Exercises to complete:
1/ In the article on drought in Colorado, which officials does Jillane Hixson write to or try to reach? List each one by name and title.
2/ From the article on drought in Colorado, print the passage starting with "Photo courtesy Baca" and going on through "and federal officials.".

Segment Start: Excerpt

Severe drought taxing already stressed farmers, ranchers in Colorado |

Severe drought taxing already stressed farmers, ranchers in Colorado

Holly Jessen
for The Fence Post
Bare land is shown in southeast Colorado, which is in extreme or exceptional drought.
Photo courtesy Baca County Extension Office

Comparing drought conditions in southeast Colorado to the Dust Bowl, Jillane Hixson of Hixson Farms in Lamar, Colo., is sounding the alarm, asking for the prompt attention of state and federal officials.

Farmers like Hixson, who works with her brothers, Ron and Eric Hixson, in Prowers County, Colorado, already faced economic losses with the drought of 2018 and a hard freeze in spring 2019, which greatly reduced yields. Farmers have been miserably failed, she said, by what she calls gaping holes in the U.S. Department of Agriculture safety nets. “The crop insurance has failed us,” she said. “The disaster program is failing us. Loans we can’t get. Every turn has been a brick wall.”

She sent a six-page letter dated June 20 to U.S. Secretary of Agriculture Sonny Perdue, U.S. Sen. Michael Bennet, D-Colo., and U.S. Sen. Cory Gardner, R-Colo., requesting they tour the area to see the conditions themselves. She’s also been trying to reach Colorado Gov. Jared Polis, among others, to no avail. “Normally productive soil, now brown powder, is causing livestock to suffocate in high-wind dirt storms, amidst thousands of acres of failed winter wheat crops with no moisture to plant 2020 spring crops and even jeopardizing 2021 crops,” she wrote.

In Baca County, the furthest southeast county of Colorado, the area with the worst drought, Kevin Larson, superintendent and research scientist at Plainsman Research Center, said there’s been more prevented planting than he’s ever seen before. In dryland farming areas, which aren’t irrigated, most farmers simply didn’t plant crops. The research center did plant, but nothing emerged. There’s also not enough moisture to grow grass to feed cattle and fires are a big danger.

Segment End: Excerpt
Segment Start: Listed entries

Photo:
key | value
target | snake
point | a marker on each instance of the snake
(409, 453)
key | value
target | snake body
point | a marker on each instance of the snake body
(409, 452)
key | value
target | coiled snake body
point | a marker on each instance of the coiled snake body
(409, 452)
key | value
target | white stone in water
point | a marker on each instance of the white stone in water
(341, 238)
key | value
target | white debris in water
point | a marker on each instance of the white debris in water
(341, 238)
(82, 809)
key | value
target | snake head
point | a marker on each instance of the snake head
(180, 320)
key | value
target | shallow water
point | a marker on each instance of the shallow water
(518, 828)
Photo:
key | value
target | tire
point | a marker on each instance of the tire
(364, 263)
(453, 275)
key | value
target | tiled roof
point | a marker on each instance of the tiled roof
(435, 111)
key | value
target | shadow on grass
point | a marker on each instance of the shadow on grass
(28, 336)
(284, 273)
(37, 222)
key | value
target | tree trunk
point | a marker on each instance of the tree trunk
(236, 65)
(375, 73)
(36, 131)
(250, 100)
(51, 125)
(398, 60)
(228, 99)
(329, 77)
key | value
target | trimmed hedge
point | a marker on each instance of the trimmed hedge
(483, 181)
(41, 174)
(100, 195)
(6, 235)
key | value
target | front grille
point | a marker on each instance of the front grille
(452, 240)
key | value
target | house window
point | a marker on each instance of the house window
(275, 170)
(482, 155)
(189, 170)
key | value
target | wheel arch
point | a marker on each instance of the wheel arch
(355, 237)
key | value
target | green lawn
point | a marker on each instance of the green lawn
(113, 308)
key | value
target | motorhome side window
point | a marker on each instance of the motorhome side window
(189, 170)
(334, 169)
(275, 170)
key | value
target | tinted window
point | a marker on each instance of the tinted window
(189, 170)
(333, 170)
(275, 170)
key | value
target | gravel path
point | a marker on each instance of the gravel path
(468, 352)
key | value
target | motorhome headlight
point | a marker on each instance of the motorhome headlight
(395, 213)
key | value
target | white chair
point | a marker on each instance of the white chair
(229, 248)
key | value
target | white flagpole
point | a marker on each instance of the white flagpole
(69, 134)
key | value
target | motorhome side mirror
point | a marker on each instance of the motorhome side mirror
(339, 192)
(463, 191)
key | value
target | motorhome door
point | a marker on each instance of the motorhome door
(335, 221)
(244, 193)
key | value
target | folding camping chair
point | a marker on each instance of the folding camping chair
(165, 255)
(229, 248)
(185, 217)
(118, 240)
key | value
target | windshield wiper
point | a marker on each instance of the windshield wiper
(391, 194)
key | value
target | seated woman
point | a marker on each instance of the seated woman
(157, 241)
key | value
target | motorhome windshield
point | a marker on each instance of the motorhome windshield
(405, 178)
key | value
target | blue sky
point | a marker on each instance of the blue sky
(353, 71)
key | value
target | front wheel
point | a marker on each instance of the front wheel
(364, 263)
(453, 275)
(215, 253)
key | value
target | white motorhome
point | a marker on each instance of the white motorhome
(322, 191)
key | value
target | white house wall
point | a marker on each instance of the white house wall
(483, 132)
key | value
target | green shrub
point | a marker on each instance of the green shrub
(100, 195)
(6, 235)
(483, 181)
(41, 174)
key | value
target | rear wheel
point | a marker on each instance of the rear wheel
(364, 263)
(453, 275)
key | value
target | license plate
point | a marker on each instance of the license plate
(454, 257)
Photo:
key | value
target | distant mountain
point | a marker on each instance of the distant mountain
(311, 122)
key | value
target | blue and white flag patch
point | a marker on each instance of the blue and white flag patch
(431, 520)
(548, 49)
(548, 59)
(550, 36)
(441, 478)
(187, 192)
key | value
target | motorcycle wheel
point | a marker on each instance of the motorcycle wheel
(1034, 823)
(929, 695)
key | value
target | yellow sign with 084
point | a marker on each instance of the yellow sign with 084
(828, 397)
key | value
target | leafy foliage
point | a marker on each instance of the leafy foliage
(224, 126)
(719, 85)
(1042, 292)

Segment End: Listed entries

Written responses:
1/
- U.S. Secretary of Agriculture Sonny Perdue
- U.S. Sen. Michael Bennet, D-Colo.
- U.S. Sen. Cory Gardner, R-Colo.
- Colorado Gov. Jared Polis

2/
Photo courtesy Baca County Extension Office

Comparing drought conditions in southeast Colorado to the Dust Bowl, Jillane Hixson of Hixson Farms in Lamar, Colo., is sounding the alarm, asking for the prompt attention of state and federal officials.